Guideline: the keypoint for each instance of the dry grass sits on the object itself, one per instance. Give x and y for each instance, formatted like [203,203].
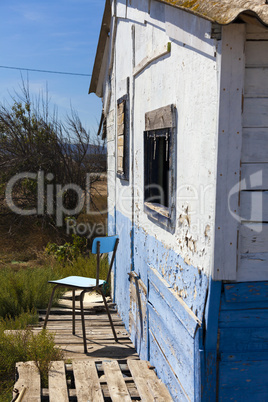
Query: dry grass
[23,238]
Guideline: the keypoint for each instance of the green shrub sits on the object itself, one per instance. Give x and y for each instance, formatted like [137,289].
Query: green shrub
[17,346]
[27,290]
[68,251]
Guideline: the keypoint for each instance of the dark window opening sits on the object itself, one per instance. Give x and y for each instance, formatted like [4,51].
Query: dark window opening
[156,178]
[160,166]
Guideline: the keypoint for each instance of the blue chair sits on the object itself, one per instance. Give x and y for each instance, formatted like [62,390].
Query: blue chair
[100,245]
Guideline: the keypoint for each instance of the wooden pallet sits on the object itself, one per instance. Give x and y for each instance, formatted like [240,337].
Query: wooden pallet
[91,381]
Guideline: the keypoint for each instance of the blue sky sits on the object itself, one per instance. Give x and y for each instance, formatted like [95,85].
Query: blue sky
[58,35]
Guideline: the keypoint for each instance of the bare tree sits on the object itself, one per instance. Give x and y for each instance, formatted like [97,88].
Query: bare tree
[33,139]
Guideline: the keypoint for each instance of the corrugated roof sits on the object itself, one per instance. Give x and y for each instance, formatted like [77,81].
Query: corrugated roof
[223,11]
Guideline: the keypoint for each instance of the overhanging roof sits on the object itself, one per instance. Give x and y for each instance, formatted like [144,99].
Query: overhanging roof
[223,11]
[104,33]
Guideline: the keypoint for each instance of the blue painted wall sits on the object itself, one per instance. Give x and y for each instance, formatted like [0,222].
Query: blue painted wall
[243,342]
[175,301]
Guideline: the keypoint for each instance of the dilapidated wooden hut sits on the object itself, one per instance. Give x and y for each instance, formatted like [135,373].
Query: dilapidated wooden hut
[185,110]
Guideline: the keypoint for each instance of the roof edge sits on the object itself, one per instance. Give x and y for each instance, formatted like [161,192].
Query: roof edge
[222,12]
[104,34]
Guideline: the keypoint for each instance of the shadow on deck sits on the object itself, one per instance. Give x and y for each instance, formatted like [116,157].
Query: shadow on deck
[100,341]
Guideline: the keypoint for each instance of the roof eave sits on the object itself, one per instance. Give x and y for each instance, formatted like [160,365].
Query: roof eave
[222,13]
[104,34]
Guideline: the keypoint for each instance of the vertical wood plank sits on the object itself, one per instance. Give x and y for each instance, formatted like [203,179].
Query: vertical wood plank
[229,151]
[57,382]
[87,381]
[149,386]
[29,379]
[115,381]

************

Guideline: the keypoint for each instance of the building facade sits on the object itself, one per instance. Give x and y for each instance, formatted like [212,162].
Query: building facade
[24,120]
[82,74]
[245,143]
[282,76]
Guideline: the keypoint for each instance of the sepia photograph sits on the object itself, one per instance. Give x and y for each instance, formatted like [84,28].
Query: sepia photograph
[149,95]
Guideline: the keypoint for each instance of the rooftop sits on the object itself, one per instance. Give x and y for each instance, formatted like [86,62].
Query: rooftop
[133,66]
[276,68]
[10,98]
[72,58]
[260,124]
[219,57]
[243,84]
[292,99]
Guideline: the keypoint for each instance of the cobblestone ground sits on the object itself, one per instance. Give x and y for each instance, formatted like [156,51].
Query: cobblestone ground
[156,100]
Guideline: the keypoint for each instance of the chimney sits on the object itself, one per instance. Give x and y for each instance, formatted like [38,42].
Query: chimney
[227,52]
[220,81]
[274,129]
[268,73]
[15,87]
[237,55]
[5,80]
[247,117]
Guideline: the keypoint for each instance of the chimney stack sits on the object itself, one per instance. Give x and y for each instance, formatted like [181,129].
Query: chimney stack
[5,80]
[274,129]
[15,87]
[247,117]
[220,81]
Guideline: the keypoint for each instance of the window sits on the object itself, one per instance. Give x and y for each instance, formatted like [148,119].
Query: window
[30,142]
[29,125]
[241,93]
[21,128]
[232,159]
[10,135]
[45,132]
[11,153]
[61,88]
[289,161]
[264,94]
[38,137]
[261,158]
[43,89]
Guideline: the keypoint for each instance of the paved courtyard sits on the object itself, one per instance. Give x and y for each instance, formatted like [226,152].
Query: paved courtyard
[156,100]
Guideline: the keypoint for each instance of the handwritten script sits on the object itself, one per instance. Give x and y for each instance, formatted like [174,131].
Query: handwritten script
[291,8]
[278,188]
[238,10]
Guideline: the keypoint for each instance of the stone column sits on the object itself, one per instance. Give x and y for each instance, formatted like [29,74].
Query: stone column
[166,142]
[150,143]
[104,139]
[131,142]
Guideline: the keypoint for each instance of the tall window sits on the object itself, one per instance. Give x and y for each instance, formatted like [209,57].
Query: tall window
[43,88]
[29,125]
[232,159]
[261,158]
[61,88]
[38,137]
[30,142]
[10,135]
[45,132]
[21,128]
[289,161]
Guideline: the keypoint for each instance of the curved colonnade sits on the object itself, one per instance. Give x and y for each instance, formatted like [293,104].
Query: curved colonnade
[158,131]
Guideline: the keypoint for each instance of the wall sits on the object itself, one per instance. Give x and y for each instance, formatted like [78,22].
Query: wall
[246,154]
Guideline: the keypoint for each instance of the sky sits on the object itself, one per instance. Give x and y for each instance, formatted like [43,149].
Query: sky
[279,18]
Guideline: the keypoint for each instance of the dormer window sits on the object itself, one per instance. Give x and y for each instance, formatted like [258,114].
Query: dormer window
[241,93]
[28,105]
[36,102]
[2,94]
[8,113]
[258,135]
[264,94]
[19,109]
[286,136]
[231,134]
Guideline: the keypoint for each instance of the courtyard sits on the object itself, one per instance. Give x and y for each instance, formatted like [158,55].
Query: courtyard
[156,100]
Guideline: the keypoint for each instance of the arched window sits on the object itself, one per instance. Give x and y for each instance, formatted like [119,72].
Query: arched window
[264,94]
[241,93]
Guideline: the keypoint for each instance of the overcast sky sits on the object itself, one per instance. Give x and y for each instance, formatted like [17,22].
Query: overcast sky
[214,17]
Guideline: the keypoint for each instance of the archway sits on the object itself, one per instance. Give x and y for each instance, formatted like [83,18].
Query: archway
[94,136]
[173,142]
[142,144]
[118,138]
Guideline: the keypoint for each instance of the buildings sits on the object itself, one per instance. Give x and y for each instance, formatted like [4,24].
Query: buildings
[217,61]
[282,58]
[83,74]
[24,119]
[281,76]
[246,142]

************

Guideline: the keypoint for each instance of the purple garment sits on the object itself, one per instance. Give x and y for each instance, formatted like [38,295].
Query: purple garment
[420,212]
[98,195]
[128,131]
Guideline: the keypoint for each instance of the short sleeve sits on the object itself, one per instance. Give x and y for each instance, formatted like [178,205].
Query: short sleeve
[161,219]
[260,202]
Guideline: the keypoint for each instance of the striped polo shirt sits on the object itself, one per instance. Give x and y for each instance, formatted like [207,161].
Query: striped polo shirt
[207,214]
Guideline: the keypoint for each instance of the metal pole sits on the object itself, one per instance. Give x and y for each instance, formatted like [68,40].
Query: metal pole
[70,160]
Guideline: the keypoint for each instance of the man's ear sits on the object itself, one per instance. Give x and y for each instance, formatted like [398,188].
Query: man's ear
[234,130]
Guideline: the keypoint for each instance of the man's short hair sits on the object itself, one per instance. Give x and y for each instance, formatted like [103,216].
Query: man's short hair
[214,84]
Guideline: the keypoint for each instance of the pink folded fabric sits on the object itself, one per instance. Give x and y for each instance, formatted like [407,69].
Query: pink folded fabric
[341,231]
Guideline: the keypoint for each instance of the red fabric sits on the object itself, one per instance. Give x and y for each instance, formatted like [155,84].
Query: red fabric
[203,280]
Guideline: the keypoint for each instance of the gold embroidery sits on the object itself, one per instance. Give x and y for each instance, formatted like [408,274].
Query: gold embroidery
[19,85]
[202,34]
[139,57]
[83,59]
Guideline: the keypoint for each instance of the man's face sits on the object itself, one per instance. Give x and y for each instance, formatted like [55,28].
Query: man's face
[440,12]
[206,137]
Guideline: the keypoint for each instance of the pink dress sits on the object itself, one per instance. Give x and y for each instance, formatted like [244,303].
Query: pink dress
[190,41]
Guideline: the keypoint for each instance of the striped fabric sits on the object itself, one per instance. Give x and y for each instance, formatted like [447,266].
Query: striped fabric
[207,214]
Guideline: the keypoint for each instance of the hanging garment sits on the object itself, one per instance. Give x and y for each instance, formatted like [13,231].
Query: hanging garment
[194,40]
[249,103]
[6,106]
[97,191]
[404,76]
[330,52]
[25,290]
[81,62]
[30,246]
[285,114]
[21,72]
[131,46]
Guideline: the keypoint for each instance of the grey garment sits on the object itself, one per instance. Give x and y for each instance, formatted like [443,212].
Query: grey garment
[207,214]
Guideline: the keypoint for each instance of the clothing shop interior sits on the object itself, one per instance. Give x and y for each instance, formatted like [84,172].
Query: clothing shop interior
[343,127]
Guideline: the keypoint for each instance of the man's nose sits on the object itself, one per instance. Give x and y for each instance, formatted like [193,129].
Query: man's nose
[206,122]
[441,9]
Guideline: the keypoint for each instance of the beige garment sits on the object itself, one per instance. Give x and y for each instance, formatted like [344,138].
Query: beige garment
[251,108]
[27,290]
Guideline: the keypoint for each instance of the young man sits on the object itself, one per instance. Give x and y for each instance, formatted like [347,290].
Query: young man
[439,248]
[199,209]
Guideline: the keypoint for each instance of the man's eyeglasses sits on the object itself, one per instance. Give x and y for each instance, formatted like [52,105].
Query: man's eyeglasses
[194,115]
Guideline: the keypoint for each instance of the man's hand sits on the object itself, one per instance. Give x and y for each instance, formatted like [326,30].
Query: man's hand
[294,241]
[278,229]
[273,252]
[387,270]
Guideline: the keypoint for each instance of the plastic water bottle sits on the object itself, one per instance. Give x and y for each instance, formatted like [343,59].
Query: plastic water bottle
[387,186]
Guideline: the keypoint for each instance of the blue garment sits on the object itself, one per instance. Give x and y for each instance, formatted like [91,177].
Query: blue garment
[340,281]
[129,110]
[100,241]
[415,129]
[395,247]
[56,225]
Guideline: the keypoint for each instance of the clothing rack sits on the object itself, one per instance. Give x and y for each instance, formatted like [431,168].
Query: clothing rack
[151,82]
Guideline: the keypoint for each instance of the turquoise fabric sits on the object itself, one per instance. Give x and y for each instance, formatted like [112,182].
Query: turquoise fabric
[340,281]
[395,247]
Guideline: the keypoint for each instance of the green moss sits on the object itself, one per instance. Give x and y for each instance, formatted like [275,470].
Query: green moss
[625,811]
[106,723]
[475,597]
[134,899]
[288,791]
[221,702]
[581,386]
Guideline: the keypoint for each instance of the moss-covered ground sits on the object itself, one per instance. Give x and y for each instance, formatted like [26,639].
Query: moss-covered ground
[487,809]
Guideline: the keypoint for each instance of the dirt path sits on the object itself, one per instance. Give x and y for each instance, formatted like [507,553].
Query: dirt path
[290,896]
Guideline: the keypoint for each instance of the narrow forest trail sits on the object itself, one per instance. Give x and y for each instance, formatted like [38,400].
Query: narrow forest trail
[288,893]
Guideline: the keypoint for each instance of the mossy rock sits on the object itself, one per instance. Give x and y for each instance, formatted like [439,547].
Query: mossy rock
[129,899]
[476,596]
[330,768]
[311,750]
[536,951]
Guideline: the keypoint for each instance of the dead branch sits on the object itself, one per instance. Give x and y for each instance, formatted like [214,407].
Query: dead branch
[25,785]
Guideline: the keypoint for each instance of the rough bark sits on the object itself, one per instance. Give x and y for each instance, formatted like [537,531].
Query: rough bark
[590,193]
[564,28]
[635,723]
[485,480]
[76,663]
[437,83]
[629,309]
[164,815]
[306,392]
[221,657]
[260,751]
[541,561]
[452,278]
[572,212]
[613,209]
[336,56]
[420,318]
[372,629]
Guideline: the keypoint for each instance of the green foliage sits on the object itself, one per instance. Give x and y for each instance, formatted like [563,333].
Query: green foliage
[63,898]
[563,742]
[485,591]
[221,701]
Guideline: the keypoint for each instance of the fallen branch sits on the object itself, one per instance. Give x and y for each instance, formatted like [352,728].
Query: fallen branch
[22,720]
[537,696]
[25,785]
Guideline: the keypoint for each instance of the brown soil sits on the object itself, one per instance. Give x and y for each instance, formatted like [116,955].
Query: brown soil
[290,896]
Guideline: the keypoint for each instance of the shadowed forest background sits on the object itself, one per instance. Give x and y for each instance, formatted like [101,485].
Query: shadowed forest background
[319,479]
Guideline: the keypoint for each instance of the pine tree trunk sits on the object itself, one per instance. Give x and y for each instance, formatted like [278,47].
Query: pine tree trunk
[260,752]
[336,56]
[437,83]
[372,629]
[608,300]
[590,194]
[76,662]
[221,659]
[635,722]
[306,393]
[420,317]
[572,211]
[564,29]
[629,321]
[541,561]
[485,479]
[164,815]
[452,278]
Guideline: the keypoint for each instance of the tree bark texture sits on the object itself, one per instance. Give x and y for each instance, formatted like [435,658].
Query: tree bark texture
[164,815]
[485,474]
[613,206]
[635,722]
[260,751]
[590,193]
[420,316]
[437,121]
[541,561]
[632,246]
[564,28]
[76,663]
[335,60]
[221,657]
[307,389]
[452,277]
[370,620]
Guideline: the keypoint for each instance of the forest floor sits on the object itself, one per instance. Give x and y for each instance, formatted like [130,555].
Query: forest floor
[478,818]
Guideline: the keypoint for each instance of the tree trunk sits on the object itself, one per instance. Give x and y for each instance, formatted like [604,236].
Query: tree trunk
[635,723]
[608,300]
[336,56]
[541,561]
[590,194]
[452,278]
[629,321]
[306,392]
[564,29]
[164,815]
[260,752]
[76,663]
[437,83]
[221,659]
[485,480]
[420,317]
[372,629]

************

Exercise objective
All that should be written out is the stretch of lines above between the one holding "Guideline: the keypoint for each instance of the sepia" and the one holding "Guideline: the keypoint for each instance of the chimney stack", inclusive, exactly as given.

Reply
Guideline: the keypoint for each instance of the sepia photograph sits on the object itself, one per instance. Give x and y for each instance, formatted like [84,28].
Query: sepia photograph
[149,95]
Guideline: the keypoint for each instance of the rooftop sits on the object itself, one per instance. Give x and y for each instance, formatted like [86,62].
Query: rooftop
[133,66]
[276,68]
[10,98]
[72,58]
[260,124]
[219,57]
[243,84]
[292,99]
Guideline: the keypoint for each instance of the cobblestone ground sits on the object itself, one per instance. Give x and y for each instance, formatted like [156,51].
Query: cobblestone ground
[156,100]
Guideline: the keypoint for each instance of the chimney sits on the object itself, one per instance. Give x and y for each instance, formatted like [38,42].
Query: chimney
[227,52]
[220,81]
[274,129]
[268,73]
[15,87]
[237,55]
[5,80]
[247,117]
Guideline: the keypoint for each instance of the chimney stack sits on the object itself, one per instance. Give x and y for each instance, formatted like [181,129].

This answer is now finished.